=== Begin Enclosure ===

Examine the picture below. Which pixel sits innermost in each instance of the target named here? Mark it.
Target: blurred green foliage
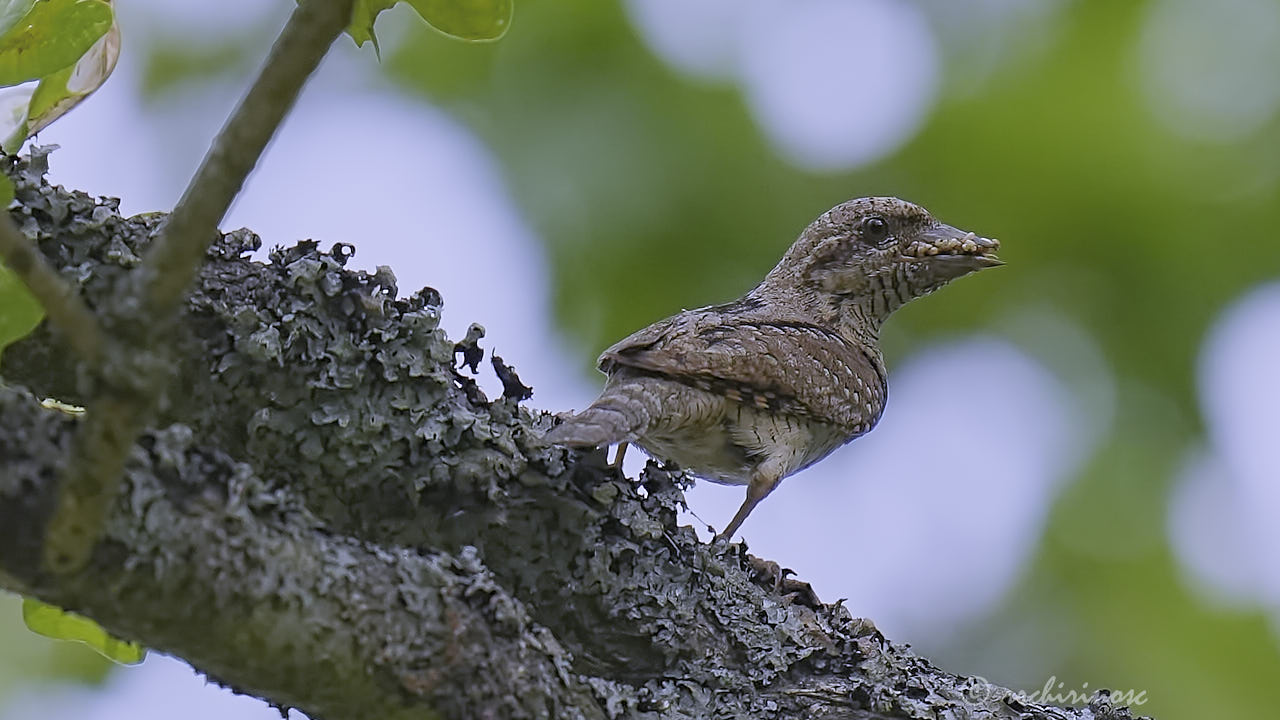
(59, 624)
(30, 660)
(657, 192)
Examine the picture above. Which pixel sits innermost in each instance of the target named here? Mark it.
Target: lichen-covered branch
(135, 368)
(60, 300)
(327, 514)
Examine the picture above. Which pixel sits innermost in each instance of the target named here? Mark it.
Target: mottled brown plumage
(758, 388)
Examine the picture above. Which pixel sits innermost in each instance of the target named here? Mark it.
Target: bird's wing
(787, 367)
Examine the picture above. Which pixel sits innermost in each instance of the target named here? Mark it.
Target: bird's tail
(621, 414)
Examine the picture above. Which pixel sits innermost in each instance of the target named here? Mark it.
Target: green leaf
(53, 36)
(361, 28)
(19, 311)
(12, 12)
(58, 624)
(467, 19)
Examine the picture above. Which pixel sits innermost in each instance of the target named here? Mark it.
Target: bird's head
(880, 253)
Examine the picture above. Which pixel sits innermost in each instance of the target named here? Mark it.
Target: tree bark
(325, 513)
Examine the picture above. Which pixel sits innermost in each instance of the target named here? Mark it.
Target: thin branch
(117, 415)
(62, 302)
(179, 251)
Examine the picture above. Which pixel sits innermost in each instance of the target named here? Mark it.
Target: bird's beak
(942, 242)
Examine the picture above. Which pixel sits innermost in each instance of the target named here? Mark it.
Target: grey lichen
(328, 514)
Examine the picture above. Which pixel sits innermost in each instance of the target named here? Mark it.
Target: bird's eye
(874, 228)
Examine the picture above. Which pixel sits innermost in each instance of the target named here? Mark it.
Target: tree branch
(60, 300)
(119, 410)
(329, 515)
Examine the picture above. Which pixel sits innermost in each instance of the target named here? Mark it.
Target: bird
(755, 390)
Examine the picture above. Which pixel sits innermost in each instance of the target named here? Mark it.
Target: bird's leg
(617, 456)
(763, 481)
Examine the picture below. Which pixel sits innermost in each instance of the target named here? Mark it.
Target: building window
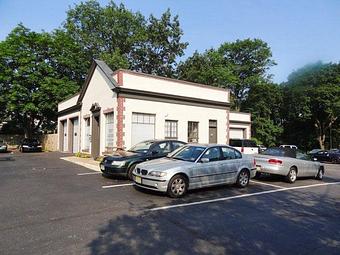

=== End Enclosure ===

Return the complete material exactly as it appears, without images.

Examine the picture below. Which pixel sits innermost in each instance of the target named here? Mark it.
Target: blurred green foliage
(59, 624)
(30, 660)
(657, 192)
Examine the picture above. Which pixel sits innermost in each instance of the target named here? Mark it.
Target: lichen-covered branch
(135, 368)
(60, 300)
(327, 514)
Examine the picture above. Which pixel sits innermost in each instance of the target named here? Mark it.
Target: mottled brown plumage
(758, 388)
Examine the picture above. Which pixel sits innermost in each instance of the target named here? Mark it.
Target: bird's wing
(787, 367)
Examine the picture above. Which pixel sits innermost in each instance of the target named here? Mark it.
Target: bird's tail
(621, 414)
Examine the picture above. Which pixel sits innermost in each instance of the target named here? Mark it.
Target: green leaf
(53, 36)
(361, 28)
(19, 311)
(12, 12)
(58, 624)
(467, 19)
Examine the picture above. Which pixel sits innermost in each instance of the target named here? Mark it.
Target: bird's head
(880, 253)
Examine the picture above. Which pixel sits innermost in each instance of the target named here? Mark it.
Target: tree bark
(325, 513)
Examine the picture above. Which pixel sits innermost in each instance of the target named here? Mark it.
Target: thin branch
(117, 415)
(62, 302)
(179, 251)
Examine the picture above. Which pixel sits innermost in each instance of the target named here? Mark it.
Target: bird's beak
(942, 242)
Examine the picture above. Which pixel sits innermost in each instance of the target named here? Mark it.
Target: grey lichen
(328, 514)
Examine the picture above. Which pixel sits innermost in each instance of the target named here? Mark it.
Target: bird's eye
(874, 228)
Examine the picture above. Which pixel sits innermost in each instance of the target named here? Mark it.
Target: tree branch
(60, 300)
(119, 410)
(329, 515)
Examine the picture above. Which pixel sits innermost in each instance of the target named here? Mark it.
Target: bird
(755, 390)
Examine the picture above. Which pixel sits innermost in each instance of the target named here? Mark it.
Target: bird's leg
(617, 456)
(763, 481)
Examine the picture below. Which pixel sits innermost in each instance of the target named here? Mark it.
Target: building window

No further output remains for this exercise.